INSTRUCTIONS FOR THE TASK:
Continue the text about Rosatom's nuclear work in Uzbekistan, starting after its last sentence.

TEXT SECTION:
★ ★ ★ ★ ★

Nuclear Capabilitiesback to contents
Going beyond electric power, nuclear covers a variety of advanced technology projects across different industries. This is what Rosatom works at too. Nuclear also means highly qualified employees, and they are already trained in Uzbekistan.
Rosatom will present its power generation and other technologies at this year’s Innoprom Trade Fair in Tashkent. “We have much to offer. We are going to present multi-functional irradiation centers for the sterilization of medical items and treatment of agricultural produce. Uzbekistan has made a decision to build one of them. This technology will help our partners expand their capabilities in medicine and agriculture. It is a safe technology of the future,” Vadim Titov, President of Rusatom International Network (part of Rosatom), explained during the online session dedicated to the trade fair.
Other technologies to be presented at the trade fair are related to the production of carbon fiber, water treatment, urban digitalization, and power generation. It will be held on April 25–27.
Among the most advanced technologies developed by Russian nuclear engineers is accident tolerant fuel (ATF). It will retain its integrity for a long time even in case of a loss-of-coolant accident or residual heat removal failure. ATF is key to bringing integral safety and reliability of nuclear power reactors to an entirely new level. In-pile tests on the Russian-designed accident tolerant fuel started early in 2019. It can be used at the nuclear power plants both under construction and in operation. In September 2021, pilot fuel assemblies, each containing 12 ATF rods, were loaded into the reactor of Rostov Unit 2.
Uzbekistan is now making necessary preparations for the start of construction of the country’s first nuclear power plant. Training engineers and researchers is an essential aspect of this work. In the end of 2018, the National Nuclear Research University (MEPhI), one of primary sources of personnel for the Russian nuclear industry, opened a branch in Tashkent. The branch is situated close to the Institute of Nuclear Physics of the Uzbekistan Academy of Sciences so that the would-be nuclear engineers and researchers have an opportunity to stay in touch with the academic community and try their hand in practical research. Besides, Uzbekistan students can win grants to study in Russia. When they graduate from Russian universities, they can choose to do an internship at nuclear sites abroad.
“The first group of students who studied at MEPhI in Moscow already work at the nuclear construction site in Bangladesh and gain practical experience. The second group is preparing for another business trip. They will work at nuclear facilities in Hungary,” Kasym Tokhtakhunov, Head of the Atomic Energy and Nuclear Technology Department at Uzbekistan’s Agency for Nuclear Energy Development (UzAtom), told Uzbekistan News. He stressed that the global nuclear industry was short of qualified professionals, making it important for Uzbekistan to focus on professional education. “Although we have educational institutions capable of training staff for the nuclear industry, we should begin right now to move to the primary goal of supplying nuclear facilities with qualified personnel because professional education is a lengthy process: ‘running in’ a new professional might take up to 10 years,” Kasym Tokhtakhunov believes.

★ ★ ★ ★ ★

EXTRACTED MATERIAL:
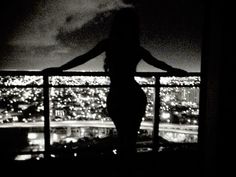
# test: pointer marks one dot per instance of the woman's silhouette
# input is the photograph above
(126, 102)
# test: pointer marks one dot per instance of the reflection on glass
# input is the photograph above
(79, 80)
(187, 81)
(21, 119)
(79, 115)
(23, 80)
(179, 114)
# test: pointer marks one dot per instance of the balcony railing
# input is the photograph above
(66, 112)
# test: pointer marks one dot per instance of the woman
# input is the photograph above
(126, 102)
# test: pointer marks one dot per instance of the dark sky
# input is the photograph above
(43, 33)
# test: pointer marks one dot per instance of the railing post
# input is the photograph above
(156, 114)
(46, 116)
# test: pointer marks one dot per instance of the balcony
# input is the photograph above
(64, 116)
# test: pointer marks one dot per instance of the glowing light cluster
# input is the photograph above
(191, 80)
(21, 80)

★ ★ ★ ★ ★

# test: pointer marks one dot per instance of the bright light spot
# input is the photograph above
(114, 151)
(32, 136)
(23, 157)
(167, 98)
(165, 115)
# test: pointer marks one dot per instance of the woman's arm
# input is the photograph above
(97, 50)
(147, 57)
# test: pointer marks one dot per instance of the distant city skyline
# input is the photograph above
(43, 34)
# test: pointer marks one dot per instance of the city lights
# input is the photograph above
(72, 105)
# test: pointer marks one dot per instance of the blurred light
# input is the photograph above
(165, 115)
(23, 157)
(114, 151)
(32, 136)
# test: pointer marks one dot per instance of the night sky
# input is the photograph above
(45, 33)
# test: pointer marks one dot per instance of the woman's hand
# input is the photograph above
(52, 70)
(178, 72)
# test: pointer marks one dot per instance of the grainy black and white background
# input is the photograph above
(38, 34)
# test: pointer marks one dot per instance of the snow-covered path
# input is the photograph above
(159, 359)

★ ★ ★ ★ ★

EXERCISE RESULT:
Promotion of science in general and nuclear energy in particular is another focus of Rosatom’s activities in Uzbekistan. For three years now, Tashkent has been home to the Information Center for Atomic Technology (ICAT) established jointly by Rosatom and UzAtom. Anyone can visit ICAT free of charge. The center has two – multimedia and exhibition – halls. The multimedia hall hosts lectures by experts and researchers, screenings of educational films in Russian and Uzbek, scientific quizzes, and much more. The exhibition hall features exhibits that help visitors learn more about nuclear technology applications, including power generation, medicine, agriculture, aviation, engineering and archeology.
“An explanation or an ordinary lecture is not enough to make complex, science-intensive technology easy to understand. Existing multimedia solutions creating a full-immersion effect and interactive games involving students in the process help them get a clear understanding of the interesting and captivating world of science and technology. We invite the best nuclear industry experts and science evangelists from our country and abroad,” Gulrukhsor Ravshanova, Head of UzAtom press service and ICAT, said in an interview for Uzbekistan News.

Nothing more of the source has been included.